**Data records:**
- Opening Delimiter -

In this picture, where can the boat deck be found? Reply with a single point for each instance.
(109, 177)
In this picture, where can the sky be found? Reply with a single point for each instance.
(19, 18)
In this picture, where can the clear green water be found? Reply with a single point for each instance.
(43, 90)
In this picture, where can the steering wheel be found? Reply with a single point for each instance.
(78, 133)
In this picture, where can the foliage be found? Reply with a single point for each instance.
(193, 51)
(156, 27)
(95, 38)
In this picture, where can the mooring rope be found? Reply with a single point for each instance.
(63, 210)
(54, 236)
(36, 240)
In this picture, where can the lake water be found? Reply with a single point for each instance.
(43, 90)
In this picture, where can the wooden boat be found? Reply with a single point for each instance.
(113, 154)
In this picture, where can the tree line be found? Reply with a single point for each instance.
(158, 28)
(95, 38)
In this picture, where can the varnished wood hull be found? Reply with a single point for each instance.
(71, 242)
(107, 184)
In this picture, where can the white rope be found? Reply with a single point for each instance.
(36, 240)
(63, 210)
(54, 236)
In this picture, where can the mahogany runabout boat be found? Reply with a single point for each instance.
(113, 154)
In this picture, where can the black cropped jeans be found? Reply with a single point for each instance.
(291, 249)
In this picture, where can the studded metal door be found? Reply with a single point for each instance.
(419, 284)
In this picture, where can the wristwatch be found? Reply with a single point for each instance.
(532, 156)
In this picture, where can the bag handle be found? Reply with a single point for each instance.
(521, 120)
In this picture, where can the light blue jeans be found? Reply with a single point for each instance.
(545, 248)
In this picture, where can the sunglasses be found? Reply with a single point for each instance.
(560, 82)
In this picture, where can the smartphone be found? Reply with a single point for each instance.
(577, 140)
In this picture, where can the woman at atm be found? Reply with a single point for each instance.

- Closing Delimiter -

**Activity:** Could you restate, word for word, every line from the one containing "In this picture, where can the bag" through the last line of the records above, and nothing more?

**Result for this task:**
In this picture, where can the bag handle be found? Reply with a single point for each instance.
(521, 120)
In this picture, where can the light blue jeans be found? Reply with a single point for each instance.
(545, 248)
In this picture, where can the sunglasses be found? Reply with a single point for each instance.
(560, 82)
In this picture, where can the smartphone be found? Reply with a single point for each instance.
(577, 140)
In this picture, where can the woman at atm be found? Reply with a single point for each instance.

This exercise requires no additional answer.